** Opening Extracted text block **
It’s not like Lizzy Ehrmann-Subia to be late.

She was overdue about 45 minutes the afternoon of Monday, May 22, when her mother, Pat Ehrmann of Sebastopol, decided to check on her with a phone call.

Every Monday, Pat and her husband, Steve Ehrmann, care for their nearly 2-year-old granddaughter, Amelia, until her mom leaves her job as a social worker in Santa Rosa and comes to fetch her.

Pat Ehrmann dialed Lizzy’s cellphone number and a woman whose voice she didn’t recognize answered. The woman identified herself as CHP officer Kimberly Lemon.

Recalled Lizzy’s mom, “She said, ‘There’s been an accident.’ She didn’t tell me the full extent.”

The full extent was nearly unspeakable.

Lizzy, who’s 34, had been driving toward Sebastopol on two-lane Highway 12?when, not far beyond Fulton Road, her Toyota Camry collided head-on with a?Toyota Scion.

She and the two occupants of the Scion were loaded into ambulances. At Santa Rosa Memorial Hospital, a trauma team discovered that among Lizzy’s many injuries were extensive fractures to her pelvis and an ankle, and a ruptured bladder.

Far worse, the impact killed the fetus of a girl she’d carried for a bit more than five months.

When her husband, Matt Subia, arrived at Memorial, he was allowed to hold the body of his unborn daughter.

Two months have passed and Lizzy has undergone six surgeries.

A down-to-earth, funny and kind-hearted Sonoma County mental-health assessment clinician, she stays at her parents’ house after spending three weeks at Memorial Hospital and almost two weeks at Park View Post Acute.

She has endured enormous sorrow, pain and fear, but says none of that was the worst part of being laid up away from home. It was being away, except for bedside visits, from Amelia.

“That was absolutely the hardest part of the whole thing, hands down,” Lizzy said while seated in her wheelchair in the living room of her folks’ country home south of Sebastopol.

Her first thought upon coming to in the hospital and learning what had happened was: Thank God her Amelia was not in the car at the time.

“I can’t wait to get on the floor and play with her,” she said. For the moment Lizzy remains reliant on a wheelchair and is mightily challenged to move onto or off a bed, and in or out of a car.

But she’s spending much more time with Amelia and Matt, a Sonoma County environmental health specialist, and getting closer to being able to wrest herself from her parents’ care and return to her own Rincon Valley home.

Lizzy celebrated a great victory just days ago: Orthopedic surgeon Fred Bennett removed the clunky, external fixator that helped hold her pelvic bones in place while they healed. She’ll just have to live with some of the internal hardware doctors installed onto fractured bones.
** Closing Extracted text block **
Work request 1: In the article about Lizzy Ehrmann-Subia's crash, why did her mother phone her on the afternoon of May 22? Answer in one to three sentences.
Work request 2: According to the article about Lizzy Ehrmann-Subia, how many surgeries has she undergone in the two months since the crash?
Work request 3: Carry the article about Lizzy Ehrmann-Subia's recovery forward from its last sentence.
The records aren't needed for any of this.
** Opening Listed records block **
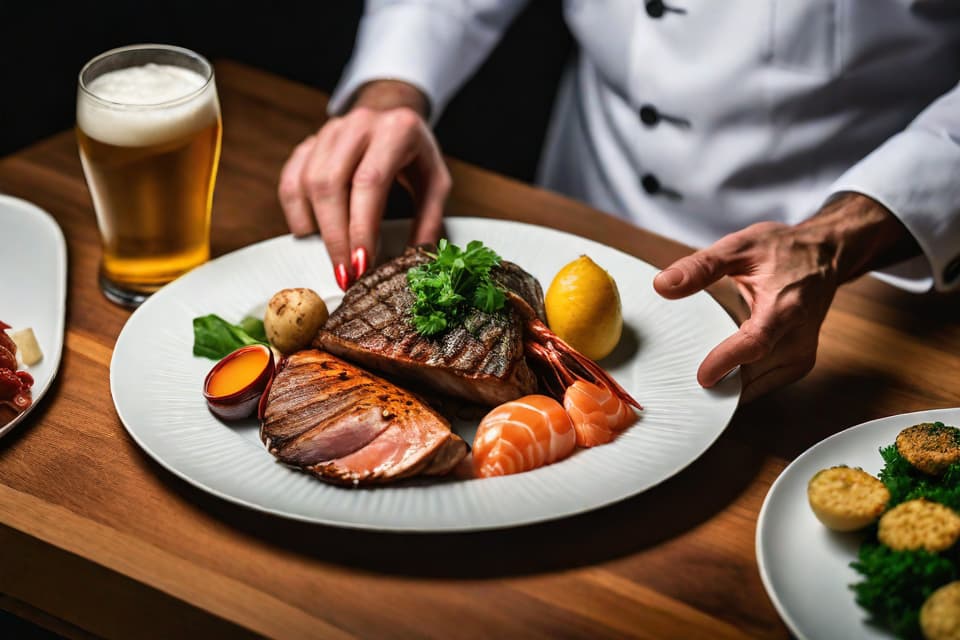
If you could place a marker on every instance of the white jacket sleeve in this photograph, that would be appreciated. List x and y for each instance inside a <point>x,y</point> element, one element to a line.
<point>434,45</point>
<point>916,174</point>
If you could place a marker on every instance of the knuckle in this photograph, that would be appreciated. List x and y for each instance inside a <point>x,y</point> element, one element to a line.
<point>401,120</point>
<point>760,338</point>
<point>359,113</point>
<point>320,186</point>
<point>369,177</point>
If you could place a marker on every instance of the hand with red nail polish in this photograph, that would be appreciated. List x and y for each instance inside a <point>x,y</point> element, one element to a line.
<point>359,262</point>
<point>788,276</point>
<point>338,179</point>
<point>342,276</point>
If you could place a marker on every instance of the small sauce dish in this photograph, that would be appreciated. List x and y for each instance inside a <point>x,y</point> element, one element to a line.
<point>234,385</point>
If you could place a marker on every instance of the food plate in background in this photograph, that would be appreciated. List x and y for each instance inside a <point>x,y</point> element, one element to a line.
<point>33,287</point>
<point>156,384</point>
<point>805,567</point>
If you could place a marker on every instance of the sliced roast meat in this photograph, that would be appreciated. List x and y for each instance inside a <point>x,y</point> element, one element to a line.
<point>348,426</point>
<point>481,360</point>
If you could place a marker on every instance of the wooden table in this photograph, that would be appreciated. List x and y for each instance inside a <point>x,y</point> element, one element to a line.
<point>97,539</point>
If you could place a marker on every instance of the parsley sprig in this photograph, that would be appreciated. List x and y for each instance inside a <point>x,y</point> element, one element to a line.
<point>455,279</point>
** Closing Listed records block **
** Opening Listed records block **
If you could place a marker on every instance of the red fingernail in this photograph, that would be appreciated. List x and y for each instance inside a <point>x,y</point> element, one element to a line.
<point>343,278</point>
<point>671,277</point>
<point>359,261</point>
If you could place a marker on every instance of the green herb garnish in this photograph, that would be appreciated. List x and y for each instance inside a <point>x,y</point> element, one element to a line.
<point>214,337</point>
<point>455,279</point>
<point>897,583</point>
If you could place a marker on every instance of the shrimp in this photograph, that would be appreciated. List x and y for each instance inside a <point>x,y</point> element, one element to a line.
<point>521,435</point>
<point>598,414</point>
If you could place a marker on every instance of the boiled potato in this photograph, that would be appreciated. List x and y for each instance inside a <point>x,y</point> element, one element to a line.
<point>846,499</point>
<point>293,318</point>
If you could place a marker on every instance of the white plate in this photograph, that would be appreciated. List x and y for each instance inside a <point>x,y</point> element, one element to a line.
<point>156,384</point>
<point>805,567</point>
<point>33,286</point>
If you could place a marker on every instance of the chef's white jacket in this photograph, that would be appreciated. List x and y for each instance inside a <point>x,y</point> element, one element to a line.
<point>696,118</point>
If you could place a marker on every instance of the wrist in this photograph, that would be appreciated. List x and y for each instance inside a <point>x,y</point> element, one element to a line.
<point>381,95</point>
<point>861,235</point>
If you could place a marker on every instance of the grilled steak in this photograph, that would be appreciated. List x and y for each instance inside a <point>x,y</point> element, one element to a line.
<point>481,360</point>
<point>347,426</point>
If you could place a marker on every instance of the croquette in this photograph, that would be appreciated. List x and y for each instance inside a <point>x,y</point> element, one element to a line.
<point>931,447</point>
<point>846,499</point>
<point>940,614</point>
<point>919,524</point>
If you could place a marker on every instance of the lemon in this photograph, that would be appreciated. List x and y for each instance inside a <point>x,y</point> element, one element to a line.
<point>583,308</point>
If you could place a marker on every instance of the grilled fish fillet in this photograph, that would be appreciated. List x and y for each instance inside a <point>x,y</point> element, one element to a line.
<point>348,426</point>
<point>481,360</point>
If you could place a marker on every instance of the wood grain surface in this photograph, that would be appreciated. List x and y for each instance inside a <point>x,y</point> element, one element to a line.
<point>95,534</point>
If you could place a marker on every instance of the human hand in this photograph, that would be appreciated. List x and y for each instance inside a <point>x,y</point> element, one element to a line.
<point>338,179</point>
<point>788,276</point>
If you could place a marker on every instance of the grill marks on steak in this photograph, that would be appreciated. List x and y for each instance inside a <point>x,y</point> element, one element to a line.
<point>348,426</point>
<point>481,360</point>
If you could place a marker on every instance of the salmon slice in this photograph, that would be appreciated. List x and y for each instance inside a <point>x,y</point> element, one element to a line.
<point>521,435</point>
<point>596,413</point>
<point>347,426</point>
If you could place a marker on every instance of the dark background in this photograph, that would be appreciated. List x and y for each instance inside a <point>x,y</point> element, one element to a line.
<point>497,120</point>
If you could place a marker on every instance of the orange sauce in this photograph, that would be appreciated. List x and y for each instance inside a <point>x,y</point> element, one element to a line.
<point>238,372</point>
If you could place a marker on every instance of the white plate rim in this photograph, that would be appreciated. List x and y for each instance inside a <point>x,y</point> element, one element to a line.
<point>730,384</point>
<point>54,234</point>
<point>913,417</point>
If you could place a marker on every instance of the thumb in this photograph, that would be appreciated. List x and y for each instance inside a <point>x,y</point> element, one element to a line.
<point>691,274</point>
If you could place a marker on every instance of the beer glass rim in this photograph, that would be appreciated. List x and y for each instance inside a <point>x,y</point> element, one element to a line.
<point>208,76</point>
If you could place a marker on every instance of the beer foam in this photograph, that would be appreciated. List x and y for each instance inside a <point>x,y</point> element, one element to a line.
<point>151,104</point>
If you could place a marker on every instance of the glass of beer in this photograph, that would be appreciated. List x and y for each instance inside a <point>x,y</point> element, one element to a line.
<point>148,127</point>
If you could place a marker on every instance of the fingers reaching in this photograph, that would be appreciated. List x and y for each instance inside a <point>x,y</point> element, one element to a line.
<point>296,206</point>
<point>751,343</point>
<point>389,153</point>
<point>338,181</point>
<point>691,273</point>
** Closing Listed records block **
** Opening Listed records block **
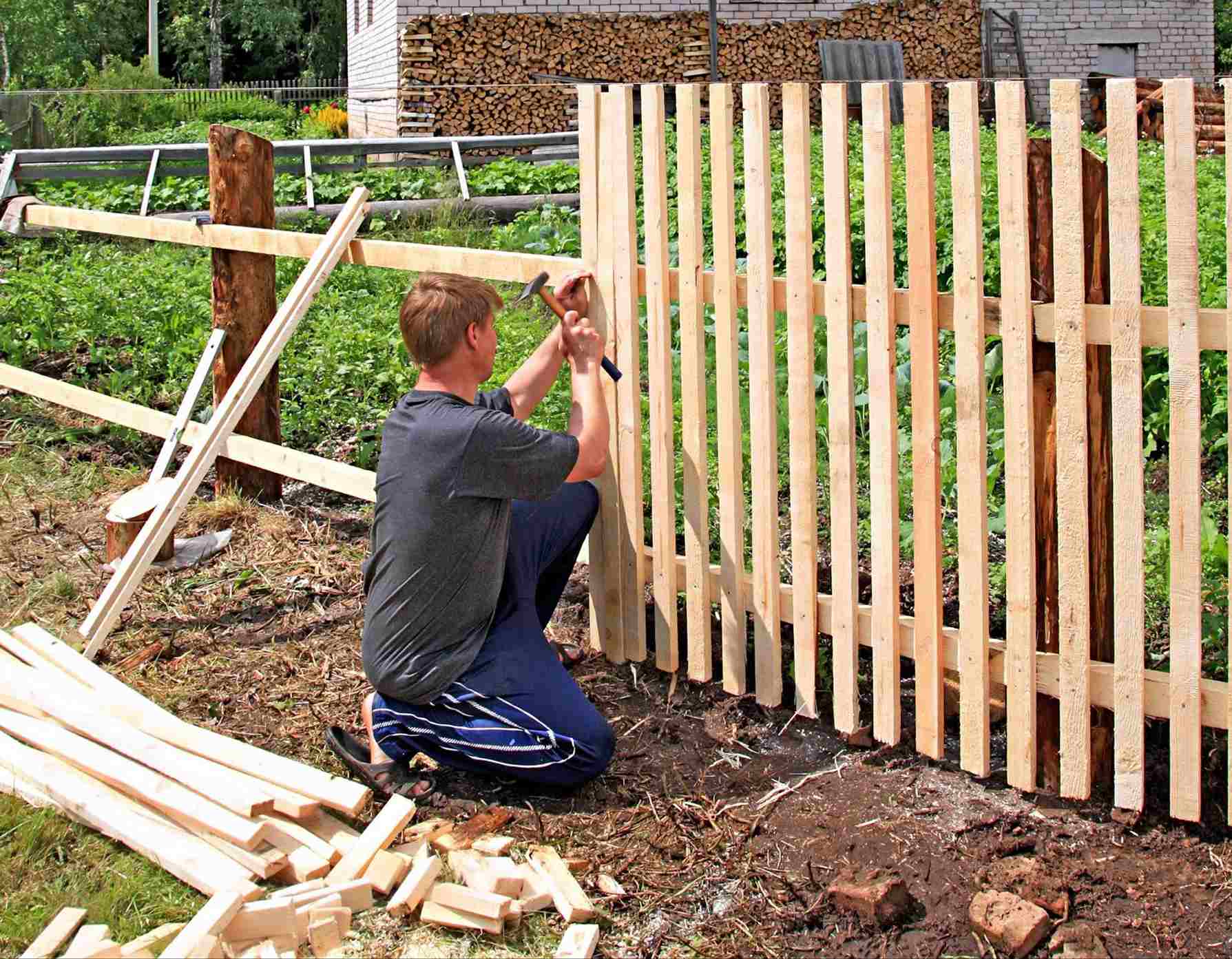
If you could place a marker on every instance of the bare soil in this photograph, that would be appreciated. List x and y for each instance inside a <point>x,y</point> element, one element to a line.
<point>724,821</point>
** Closing Listed records block **
Exercise response 1: Lizzy was about 45 minutes late to pick up her daughter, Amelia, whom her parents care for every Monday until she comes from work, and being late was unlike her. Her mother called to check on her.

Exercise response 2: Six.

Exercise response 3:
“Between my ankle and my hips,” she mused, “I could open a Home Depot.”

She can’t wait to get out of the wheelchair and onto crutches. Then, she said, smiling, “I can start hobbling around. I can take a shower!”

She expects it will be about mid-August when she’s able to begin relearning how to walk. “Once I can walk,” she said, “I can go home.”

Lizzy loves her job, which involves assessing Sonoma County residents possibly in need of mental health services, and she’s eager to get back to work.

And there are nurses and other staffers at Memorial Hospital she’d like to thank for what she says was astounding care.

She spoke with an attorney about possibly seeking damages from 41-year-old Tristan Taliesin of Santa Rosa, the driver suspected of being under the influence of methamphetamine and causing the collision by crossing the center lines.

Taliesin was arrested by CHP officers on suspicion of felony driving under the influence, but he has not been charged. The Sonoma County District Attorney’s Office has requested additional information from the CHP.

Both Taliesin and his passenger, Ashley Kontos, 27, of Petaluma were seriously injured in the crash. A dog riding in the back of the car driven by Taliesin was killed.

As Lizzy prepares to get back onto her feet and then return to her home and her job, she believes she and Matt will eventually be able to attempt to have another child.

The couple anticipates they’ll hold a memorial service for the daughter they lost to the crash.

Lizzy is aware that the consequences of what happened on May 22 could have been much worse. “There’s plenty to be thankful for in all this,” she said.

Still, she admits, “I’m missing normal.”